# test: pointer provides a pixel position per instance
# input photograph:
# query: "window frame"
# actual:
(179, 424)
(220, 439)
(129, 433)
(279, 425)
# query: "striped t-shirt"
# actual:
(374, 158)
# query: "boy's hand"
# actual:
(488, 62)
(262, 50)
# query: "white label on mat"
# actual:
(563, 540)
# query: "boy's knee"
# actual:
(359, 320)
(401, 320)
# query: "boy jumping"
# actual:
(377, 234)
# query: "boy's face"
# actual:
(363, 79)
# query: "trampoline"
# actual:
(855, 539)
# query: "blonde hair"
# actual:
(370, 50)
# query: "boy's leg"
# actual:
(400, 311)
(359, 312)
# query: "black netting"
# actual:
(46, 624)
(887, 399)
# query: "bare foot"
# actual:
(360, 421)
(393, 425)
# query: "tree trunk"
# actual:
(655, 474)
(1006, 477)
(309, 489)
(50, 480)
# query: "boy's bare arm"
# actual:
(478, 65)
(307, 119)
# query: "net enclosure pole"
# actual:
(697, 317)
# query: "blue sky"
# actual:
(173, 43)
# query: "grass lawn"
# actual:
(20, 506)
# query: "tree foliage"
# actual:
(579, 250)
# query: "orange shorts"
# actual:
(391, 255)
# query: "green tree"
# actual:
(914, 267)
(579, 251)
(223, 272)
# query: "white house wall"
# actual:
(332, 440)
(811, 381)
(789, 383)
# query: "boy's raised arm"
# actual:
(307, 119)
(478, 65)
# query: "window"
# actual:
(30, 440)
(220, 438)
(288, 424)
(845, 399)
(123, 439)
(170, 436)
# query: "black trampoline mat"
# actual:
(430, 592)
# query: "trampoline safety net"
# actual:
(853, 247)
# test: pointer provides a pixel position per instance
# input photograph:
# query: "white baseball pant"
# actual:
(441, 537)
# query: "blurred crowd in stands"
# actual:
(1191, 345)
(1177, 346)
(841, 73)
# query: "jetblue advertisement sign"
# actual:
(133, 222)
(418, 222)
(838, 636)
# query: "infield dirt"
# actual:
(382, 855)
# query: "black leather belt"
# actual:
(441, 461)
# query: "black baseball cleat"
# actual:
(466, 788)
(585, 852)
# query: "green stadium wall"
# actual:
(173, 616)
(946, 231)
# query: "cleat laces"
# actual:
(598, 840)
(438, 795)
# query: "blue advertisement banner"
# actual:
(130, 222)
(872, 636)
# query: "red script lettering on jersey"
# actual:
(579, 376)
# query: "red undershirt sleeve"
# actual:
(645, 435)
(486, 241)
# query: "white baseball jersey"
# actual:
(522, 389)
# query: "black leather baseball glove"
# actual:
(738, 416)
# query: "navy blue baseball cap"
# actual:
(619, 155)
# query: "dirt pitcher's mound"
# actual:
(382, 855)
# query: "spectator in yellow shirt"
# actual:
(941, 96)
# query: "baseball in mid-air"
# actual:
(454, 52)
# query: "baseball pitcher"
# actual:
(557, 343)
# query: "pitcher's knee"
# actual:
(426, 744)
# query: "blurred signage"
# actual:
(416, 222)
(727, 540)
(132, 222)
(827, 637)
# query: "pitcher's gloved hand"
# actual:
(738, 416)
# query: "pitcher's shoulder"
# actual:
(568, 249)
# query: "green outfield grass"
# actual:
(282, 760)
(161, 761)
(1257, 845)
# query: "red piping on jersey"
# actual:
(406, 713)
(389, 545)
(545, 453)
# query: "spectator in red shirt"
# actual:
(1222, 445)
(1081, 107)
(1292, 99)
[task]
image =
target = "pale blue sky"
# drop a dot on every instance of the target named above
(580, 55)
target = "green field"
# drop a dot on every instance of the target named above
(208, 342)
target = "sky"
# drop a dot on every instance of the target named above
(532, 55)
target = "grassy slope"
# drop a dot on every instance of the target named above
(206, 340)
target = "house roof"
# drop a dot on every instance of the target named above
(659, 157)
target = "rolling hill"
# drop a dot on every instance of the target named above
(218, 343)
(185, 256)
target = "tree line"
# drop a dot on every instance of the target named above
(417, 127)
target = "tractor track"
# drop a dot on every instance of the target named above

● Task brief:
Pick out every line of the material above that contains the word "black".

● Written reply:
# query: "black netting"
# query: "black trampoline mat"
# query: "black leather belt"
# query: "black baseball cleat"
# query: "black leather baseball glove"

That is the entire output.